→ **What is needed**
Copy out all lines bearing the word "white" from the listing below.
Records section start
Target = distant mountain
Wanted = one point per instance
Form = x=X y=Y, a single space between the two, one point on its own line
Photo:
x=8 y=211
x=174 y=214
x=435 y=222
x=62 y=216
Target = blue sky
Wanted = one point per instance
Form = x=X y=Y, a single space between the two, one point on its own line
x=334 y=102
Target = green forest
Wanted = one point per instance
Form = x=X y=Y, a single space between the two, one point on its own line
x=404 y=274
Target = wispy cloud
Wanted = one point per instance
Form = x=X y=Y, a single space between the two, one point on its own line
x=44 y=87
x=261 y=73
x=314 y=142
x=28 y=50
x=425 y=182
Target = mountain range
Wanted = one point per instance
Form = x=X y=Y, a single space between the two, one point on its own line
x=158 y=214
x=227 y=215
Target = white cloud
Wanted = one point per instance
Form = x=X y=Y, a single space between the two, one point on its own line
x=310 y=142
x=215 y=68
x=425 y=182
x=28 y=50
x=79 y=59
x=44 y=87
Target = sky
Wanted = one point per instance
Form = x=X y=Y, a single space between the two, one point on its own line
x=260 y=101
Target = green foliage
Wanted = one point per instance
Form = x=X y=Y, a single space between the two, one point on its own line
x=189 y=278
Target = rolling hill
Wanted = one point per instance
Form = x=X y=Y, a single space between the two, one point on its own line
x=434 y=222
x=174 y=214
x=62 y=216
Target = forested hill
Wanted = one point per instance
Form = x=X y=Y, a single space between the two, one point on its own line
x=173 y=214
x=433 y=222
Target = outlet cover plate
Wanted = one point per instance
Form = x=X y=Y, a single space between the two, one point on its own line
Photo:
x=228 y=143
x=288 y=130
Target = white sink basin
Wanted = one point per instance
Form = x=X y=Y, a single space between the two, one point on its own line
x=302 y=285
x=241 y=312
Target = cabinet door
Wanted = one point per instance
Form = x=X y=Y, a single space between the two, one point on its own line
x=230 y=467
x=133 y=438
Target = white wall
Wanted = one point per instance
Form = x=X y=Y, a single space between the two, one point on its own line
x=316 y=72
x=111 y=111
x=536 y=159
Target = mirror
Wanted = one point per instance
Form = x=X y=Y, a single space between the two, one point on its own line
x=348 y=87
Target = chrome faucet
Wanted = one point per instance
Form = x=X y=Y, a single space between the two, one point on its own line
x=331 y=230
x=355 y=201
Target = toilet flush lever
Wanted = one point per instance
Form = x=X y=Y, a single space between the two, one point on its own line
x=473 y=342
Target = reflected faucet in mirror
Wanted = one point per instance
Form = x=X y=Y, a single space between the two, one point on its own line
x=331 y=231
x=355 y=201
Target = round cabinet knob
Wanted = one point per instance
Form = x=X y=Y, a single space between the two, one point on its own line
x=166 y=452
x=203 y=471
Records section end
→ **Task response**
Target = white cloud
Target = white sink basin
Target = white wall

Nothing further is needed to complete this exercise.